(Exercise aim) Beneath this instruction is a block of data; output from it exactly the lines that run from the one containing "Target: car roof" through the one containing "Target: storefront building", inclusive.

[Saved entries]
◇ ◇ ◇ ◇

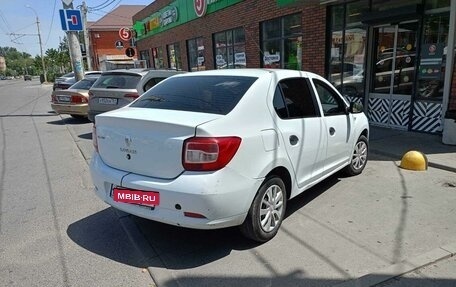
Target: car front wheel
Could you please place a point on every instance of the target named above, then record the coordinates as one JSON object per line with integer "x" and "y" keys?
{"x": 267, "y": 211}
{"x": 359, "y": 157}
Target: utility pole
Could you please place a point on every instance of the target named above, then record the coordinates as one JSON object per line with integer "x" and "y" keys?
{"x": 75, "y": 49}
{"x": 86, "y": 36}
{"x": 43, "y": 66}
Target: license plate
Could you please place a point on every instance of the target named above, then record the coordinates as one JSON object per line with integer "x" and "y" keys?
{"x": 64, "y": 99}
{"x": 107, "y": 101}
{"x": 134, "y": 196}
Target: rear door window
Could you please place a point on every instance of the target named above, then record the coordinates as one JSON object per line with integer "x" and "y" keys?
{"x": 207, "y": 94}
{"x": 292, "y": 99}
{"x": 118, "y": 81}
{"x": 84, "y": 84}
{"x": 152, "y": 82}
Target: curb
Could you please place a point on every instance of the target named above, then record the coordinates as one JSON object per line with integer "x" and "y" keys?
{"x": 401, "y": 268}
{"x": 430, "y": 162}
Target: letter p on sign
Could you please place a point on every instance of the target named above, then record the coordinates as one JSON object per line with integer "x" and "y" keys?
{"x": 125, "y": 34}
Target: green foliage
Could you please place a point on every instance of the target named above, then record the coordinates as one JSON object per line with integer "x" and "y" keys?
{"x": 20, "y": 63}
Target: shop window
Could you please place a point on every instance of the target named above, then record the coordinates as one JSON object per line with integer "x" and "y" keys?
{"x": 157, "y": 55}
{"x": 436, "y": 4}
{"x": 230, "y": 49}
{"x": 348, "y": 47}
{"x": 174, "y": 57}
{"x": 195, "y": 48}
{"x": 144, "y": 55}
{"x": 282, "y": 42}
{"x": 431, "y": 68}
{"x": 383, "y": 5}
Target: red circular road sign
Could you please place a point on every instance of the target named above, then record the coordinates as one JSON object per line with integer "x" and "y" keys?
{"x": 200, "y": 7}
{"x": 130, "y": 52}
{"x": 125, "y": 34}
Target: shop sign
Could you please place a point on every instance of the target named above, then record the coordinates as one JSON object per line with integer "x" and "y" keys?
{"x": 168, "y": 16}
{"x": 239, "y": 58}
{"x": 271, "y": 58}
{"x": 431, "y": 61}
{"x": 153, "y": 23}
{"x": 200, "y": 6}
{"x": 219, "y": 60}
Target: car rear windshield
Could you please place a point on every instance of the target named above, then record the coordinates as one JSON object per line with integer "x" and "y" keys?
{"x": 207, "y": 94}
{"x": 84, "y": 84}
{"x": 117, "y": 81}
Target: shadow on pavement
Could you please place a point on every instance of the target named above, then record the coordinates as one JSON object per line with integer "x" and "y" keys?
{"x": 183, "y": 248}
{"x": 86, "y": 136}
{"x": 293, "y": 279}
{"x": 102, "y": 234}
{"x": 70, "y": 121}
{"x": 299, "y": 279}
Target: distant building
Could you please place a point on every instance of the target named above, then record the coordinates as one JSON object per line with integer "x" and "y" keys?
{"x": 104, "y": 37}
{"x": 2, "y": 64}
{"x": 395, "y": 57}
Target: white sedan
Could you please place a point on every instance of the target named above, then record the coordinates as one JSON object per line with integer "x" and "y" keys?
{"x": 223, "y": 148}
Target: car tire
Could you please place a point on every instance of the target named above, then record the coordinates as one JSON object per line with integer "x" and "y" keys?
{"x": 359, "y": 157}
{"x": 267, "y": 211}
{"x": 78, "y": 117}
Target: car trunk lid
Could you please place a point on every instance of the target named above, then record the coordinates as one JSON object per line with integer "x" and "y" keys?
{"x": 147, "y": 141}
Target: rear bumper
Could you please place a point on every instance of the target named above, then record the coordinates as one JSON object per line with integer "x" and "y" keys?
{"x": 71, "y": 109}
{"x": 223, "y": 197}
{"x": 91, "y": 115}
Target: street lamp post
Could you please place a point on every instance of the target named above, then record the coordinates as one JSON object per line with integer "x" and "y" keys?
{"x": 39, "y": 39}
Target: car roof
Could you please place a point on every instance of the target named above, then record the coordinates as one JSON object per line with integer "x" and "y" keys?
{"x": 247, "y": 72}
{"x": 126, "y": 71}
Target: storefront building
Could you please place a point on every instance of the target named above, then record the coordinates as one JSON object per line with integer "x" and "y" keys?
{"x": 392, "y": 56}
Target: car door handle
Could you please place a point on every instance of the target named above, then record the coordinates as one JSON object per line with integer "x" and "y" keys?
{"x": 293, "y": 140}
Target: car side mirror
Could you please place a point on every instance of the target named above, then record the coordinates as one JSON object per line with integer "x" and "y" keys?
{"x": 356, "y": 108}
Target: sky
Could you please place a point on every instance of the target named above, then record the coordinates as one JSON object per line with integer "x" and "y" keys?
{"x": 18, "y": 27}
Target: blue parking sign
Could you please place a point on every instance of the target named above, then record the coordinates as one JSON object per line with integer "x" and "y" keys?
{"x": 71, "y": 20}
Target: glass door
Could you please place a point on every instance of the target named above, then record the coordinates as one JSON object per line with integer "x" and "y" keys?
{"x": 393, "y": 74}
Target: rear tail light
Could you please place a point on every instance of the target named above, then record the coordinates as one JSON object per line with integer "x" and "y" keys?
{"x": 193, "y": 215}
{"x": 132, "y": 96}
{"x": 78, "y": 99}
{"x": 94, "y": 137}
{"x": 209, "y": 154}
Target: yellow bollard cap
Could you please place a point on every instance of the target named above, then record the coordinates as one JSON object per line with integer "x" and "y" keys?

◇ ◇ ◇ ◇

(Solution for this problem)
Target: car roof
Could you please place a point on every instance of the target named above, then record the coordinates as one JSON object per line with integer "x" and "y" keys?
{"x": 247, "y": 72}
{"x": 126, "y": 71}
Target: storefront building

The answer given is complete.